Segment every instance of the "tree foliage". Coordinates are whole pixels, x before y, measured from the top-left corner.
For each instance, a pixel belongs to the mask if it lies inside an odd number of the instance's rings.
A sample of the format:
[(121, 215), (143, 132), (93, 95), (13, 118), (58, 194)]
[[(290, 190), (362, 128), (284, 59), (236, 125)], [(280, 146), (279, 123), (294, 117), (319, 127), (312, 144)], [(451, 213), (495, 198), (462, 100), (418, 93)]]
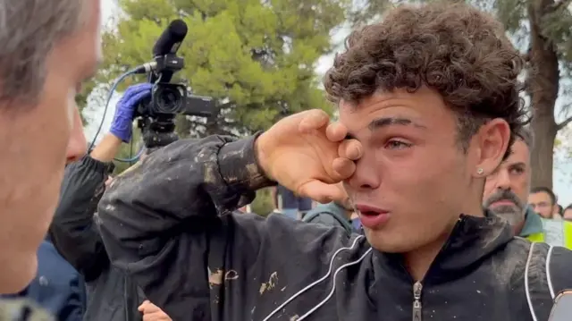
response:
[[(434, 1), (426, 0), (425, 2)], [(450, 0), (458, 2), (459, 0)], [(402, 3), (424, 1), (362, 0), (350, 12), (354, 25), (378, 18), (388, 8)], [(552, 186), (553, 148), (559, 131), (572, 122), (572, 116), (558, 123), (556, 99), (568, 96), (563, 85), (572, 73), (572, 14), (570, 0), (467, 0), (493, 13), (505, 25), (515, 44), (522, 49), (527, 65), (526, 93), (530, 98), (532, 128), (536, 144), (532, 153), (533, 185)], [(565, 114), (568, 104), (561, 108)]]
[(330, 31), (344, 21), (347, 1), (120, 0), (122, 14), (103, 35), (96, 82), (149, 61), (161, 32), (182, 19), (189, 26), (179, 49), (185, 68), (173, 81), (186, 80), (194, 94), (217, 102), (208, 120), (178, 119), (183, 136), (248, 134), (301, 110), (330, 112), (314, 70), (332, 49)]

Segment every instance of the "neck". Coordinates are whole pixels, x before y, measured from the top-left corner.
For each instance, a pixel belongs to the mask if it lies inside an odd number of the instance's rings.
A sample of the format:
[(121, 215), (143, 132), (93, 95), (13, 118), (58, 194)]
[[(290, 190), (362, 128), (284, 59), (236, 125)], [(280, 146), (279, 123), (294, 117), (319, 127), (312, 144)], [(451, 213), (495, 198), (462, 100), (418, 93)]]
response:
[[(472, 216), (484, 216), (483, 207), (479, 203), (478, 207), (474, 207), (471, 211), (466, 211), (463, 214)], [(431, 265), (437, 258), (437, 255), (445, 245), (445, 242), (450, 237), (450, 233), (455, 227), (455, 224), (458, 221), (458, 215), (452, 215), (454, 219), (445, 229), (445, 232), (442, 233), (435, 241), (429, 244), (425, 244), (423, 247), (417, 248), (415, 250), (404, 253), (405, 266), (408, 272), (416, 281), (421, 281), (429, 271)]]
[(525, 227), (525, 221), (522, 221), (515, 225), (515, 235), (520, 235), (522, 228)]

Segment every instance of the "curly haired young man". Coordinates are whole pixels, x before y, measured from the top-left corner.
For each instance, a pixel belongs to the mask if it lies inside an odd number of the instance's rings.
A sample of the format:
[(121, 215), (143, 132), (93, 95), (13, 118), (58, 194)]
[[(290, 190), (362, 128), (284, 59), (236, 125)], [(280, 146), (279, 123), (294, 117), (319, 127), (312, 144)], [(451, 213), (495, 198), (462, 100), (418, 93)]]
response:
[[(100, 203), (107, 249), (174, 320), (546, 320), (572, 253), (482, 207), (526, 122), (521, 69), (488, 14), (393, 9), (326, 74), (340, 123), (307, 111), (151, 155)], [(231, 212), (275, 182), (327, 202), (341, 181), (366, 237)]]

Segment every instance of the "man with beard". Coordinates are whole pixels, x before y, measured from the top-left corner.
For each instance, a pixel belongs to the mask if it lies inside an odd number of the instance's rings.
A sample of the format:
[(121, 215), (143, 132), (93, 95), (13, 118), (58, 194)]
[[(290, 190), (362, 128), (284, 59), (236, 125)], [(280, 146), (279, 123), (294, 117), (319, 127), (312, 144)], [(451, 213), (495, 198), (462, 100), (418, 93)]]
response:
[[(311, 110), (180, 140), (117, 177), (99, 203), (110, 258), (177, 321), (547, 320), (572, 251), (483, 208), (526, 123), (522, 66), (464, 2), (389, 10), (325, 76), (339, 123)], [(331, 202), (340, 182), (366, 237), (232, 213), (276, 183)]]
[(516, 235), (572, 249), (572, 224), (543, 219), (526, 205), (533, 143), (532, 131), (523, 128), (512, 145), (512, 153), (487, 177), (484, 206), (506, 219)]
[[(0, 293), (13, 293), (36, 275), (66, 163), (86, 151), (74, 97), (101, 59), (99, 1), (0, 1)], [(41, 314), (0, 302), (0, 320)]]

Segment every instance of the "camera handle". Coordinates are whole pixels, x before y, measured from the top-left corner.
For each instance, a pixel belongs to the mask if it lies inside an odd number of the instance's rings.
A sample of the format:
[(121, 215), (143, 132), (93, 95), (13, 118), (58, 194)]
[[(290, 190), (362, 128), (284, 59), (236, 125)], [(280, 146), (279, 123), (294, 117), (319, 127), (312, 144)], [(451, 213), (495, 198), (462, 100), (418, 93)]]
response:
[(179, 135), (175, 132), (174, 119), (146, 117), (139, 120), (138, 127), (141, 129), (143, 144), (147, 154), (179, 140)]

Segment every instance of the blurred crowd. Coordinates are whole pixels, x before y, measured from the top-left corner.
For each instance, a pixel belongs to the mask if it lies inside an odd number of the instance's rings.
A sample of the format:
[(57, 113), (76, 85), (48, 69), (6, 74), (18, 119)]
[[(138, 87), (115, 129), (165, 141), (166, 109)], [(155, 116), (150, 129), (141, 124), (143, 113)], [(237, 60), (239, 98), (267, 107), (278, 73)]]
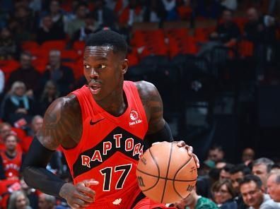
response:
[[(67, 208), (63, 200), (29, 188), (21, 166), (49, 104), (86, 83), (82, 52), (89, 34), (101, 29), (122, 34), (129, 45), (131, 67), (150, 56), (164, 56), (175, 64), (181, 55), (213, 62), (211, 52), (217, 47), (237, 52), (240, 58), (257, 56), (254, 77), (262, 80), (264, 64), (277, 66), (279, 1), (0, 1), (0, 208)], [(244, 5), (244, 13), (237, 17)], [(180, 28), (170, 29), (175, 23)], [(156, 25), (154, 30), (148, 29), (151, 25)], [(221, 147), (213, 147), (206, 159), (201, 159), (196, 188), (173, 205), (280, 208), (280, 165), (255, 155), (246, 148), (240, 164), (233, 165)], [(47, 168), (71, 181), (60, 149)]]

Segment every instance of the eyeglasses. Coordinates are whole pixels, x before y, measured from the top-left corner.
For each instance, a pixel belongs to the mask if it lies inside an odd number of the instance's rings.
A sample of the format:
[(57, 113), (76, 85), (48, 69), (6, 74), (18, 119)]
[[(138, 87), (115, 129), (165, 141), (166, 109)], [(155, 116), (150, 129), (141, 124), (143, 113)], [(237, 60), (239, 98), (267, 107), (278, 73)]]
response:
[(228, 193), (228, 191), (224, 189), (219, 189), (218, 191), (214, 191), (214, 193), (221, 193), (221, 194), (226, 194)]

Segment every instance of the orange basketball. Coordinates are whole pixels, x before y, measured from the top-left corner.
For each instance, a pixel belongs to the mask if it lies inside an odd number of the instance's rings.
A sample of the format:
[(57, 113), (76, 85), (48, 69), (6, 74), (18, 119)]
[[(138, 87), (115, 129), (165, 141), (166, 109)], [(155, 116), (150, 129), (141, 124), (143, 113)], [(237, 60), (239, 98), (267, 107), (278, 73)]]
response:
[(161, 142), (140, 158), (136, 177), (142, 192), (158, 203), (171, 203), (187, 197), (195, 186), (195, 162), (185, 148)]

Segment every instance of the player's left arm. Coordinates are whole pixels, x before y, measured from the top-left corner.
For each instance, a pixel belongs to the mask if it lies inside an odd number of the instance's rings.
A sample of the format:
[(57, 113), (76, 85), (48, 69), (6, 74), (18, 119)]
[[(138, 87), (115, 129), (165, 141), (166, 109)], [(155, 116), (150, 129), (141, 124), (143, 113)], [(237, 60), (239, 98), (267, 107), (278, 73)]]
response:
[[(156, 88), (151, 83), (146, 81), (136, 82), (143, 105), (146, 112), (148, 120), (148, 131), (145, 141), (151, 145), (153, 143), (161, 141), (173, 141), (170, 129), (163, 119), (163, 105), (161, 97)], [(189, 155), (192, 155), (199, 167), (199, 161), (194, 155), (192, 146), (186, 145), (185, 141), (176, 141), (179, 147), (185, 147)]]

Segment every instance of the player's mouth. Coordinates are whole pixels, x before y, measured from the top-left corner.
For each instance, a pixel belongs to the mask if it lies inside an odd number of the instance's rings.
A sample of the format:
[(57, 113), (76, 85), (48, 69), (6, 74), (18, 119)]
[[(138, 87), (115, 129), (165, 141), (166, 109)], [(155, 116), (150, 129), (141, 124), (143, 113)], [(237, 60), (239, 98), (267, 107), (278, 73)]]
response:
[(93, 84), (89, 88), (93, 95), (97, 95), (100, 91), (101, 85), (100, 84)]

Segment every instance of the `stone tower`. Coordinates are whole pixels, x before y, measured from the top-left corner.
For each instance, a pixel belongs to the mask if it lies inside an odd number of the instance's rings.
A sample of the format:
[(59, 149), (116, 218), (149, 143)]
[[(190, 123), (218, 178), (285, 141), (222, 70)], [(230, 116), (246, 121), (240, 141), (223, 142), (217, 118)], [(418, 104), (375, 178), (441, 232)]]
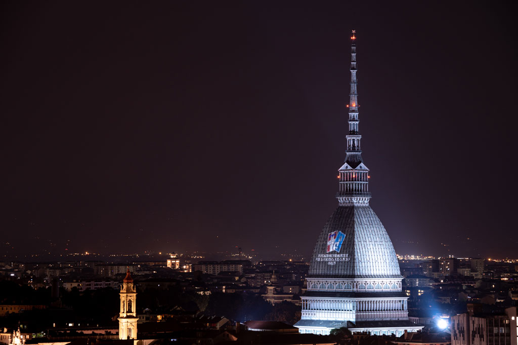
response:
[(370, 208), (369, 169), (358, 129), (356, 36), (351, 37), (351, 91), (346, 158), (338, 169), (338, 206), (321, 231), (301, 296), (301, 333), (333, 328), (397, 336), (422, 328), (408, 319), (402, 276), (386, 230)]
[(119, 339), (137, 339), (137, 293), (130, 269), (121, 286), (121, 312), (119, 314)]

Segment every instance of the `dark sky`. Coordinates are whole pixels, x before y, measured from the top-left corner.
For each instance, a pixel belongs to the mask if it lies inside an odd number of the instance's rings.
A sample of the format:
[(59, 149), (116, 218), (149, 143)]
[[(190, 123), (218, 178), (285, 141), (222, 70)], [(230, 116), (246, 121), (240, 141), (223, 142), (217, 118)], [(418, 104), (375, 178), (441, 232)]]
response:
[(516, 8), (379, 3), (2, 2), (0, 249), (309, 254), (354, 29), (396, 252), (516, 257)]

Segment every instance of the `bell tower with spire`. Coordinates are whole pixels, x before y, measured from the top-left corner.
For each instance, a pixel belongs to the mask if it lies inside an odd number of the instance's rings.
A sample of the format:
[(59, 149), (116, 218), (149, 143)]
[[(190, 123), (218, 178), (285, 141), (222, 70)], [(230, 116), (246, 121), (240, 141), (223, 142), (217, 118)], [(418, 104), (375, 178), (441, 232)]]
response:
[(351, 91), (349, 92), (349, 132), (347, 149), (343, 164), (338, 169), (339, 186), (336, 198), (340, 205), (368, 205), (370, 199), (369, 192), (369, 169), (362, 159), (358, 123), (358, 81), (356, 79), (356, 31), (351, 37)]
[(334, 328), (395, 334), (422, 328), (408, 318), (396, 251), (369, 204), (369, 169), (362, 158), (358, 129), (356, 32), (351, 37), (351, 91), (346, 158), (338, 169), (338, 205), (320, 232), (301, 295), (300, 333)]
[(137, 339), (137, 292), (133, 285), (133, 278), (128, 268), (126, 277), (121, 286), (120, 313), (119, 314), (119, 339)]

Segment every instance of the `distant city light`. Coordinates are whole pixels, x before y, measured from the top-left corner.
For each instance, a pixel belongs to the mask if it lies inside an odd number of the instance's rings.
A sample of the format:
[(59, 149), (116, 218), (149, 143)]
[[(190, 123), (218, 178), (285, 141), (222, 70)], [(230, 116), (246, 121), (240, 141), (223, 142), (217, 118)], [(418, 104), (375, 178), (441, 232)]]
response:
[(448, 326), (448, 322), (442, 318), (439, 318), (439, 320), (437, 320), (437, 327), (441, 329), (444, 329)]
────────────────
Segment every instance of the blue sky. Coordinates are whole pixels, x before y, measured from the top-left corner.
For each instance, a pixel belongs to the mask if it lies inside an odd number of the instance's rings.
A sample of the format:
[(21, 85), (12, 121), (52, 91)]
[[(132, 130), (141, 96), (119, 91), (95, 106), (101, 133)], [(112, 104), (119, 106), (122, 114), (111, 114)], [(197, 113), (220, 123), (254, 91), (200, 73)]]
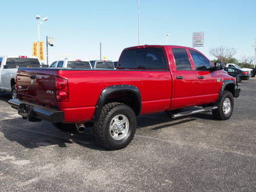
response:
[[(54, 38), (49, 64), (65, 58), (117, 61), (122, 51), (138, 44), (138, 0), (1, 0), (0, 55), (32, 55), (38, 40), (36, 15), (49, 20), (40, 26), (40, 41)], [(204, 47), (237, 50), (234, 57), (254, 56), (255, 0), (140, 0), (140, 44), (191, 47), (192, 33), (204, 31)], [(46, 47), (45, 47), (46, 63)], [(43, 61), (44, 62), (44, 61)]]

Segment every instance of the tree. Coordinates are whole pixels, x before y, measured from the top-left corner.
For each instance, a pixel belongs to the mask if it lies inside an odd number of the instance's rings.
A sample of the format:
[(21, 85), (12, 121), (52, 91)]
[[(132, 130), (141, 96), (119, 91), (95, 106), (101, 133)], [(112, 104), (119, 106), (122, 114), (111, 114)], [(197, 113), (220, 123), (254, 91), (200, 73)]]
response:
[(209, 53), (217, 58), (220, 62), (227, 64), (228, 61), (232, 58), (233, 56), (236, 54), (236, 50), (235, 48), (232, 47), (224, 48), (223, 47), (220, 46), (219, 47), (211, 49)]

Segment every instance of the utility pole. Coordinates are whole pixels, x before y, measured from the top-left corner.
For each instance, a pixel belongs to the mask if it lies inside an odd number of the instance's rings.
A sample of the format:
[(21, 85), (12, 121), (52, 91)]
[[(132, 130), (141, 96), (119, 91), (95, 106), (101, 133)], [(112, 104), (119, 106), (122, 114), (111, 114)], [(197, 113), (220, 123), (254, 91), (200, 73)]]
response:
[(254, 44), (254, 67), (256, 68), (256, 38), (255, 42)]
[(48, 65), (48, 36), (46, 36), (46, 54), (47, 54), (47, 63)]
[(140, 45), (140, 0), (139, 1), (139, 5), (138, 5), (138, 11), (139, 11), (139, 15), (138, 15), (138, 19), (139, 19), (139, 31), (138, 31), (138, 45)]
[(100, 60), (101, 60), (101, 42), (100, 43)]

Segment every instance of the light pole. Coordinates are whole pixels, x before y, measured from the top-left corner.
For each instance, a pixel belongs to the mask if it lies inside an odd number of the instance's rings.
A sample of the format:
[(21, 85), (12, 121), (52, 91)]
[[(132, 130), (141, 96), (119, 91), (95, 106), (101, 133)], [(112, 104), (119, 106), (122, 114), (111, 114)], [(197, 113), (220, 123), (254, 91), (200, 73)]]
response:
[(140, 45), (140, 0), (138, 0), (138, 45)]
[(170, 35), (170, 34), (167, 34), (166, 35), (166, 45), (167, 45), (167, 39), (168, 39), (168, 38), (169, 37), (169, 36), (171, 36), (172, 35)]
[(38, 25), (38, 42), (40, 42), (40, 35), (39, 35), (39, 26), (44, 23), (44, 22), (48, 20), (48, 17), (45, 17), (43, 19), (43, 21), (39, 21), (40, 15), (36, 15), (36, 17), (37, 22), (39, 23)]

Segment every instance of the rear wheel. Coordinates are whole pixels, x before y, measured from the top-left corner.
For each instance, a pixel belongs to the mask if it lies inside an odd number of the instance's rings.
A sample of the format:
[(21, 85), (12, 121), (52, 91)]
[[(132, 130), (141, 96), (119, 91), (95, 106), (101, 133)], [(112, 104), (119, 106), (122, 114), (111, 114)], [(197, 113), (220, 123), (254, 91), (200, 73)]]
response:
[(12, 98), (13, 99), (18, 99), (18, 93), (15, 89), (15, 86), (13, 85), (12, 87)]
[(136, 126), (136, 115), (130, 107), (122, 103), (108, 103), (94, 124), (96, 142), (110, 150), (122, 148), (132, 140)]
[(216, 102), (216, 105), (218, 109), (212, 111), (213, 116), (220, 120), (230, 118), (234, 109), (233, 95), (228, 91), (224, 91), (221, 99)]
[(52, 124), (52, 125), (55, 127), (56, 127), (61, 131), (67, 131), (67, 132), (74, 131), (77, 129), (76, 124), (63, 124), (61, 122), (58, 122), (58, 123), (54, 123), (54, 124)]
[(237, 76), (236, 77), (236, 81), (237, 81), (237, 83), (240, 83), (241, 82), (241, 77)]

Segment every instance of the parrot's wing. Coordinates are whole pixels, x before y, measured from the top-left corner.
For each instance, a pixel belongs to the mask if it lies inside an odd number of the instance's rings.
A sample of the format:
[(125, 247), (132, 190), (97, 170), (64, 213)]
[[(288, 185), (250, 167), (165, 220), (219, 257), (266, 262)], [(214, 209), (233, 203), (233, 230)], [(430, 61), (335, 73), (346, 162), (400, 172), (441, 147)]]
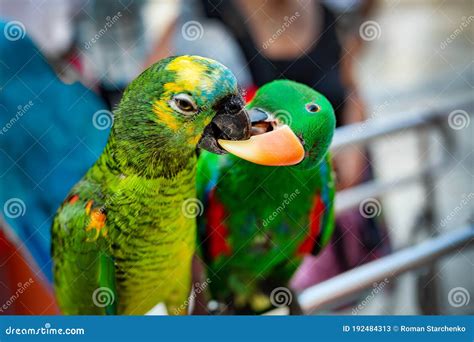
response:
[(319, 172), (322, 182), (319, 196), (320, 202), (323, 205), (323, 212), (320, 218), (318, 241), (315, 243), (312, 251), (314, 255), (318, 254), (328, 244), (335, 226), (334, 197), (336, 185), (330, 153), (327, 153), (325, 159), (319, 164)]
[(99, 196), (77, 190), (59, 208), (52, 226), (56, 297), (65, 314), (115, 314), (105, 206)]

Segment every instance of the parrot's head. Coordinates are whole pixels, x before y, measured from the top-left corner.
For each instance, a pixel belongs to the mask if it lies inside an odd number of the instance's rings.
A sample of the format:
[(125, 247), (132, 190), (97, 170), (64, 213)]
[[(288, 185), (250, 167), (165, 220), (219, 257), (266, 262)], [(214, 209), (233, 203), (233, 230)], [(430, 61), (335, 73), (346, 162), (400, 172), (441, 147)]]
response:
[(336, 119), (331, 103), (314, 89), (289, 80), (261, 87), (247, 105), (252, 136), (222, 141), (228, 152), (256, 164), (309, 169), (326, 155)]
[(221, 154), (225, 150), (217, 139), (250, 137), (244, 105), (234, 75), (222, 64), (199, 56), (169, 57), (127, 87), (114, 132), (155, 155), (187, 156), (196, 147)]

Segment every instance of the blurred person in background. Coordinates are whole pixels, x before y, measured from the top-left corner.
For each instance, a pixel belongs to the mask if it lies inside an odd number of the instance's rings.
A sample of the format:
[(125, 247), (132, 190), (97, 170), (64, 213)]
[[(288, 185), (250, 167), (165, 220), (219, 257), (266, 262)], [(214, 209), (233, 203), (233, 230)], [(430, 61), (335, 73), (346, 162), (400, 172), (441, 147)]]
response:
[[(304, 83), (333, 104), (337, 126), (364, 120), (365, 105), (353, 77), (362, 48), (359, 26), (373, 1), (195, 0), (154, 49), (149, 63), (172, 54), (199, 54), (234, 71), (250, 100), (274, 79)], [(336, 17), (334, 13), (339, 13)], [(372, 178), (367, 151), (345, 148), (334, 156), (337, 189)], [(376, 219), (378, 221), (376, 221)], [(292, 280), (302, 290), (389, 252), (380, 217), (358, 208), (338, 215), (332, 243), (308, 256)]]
────────────────
# Objectif visé
Recopiez à l'identique les lignes de la liste ci-dessus, de celle qui contient « Segment every instance of the parrot's head. » à celle qui contient « 156), (196, 147)] », ces deux lignes incluses.

# Exercice corrigé
Segment every instance of the parrot's head. Coordinates are whole pixels, x before y, measured from the top-left corner.
For each instance, a pixel belongs to the mask if it lies inside an odd number of the instance's rings.
A sample of the format:
[(125, 247), (132, 190), (97, 170), (64, 213)]
[[(288, 185), (250, 167), (165, 220), (219, 257), (266, 262)], [(214, 209), (233, 203), (233, 230)], [(430, 61), (335, 73), (346, 162), (400, 172), (441, 147)]]
response:
[(336, 119), (331, 103), (314, 89), (289, 80), (261, 87), (247, 105), (252, 136), (222, 141), (228, 152), (256, 164), (309, 169), (326, 155)]
[(221, 154), (225, 150), (217, 139), (250, 137), (244, 105), (234, 75), (222, 64), (199, 56), (169, 57), (127, 87), (114, 132), (155, 155), (187, 156), (196, 147)]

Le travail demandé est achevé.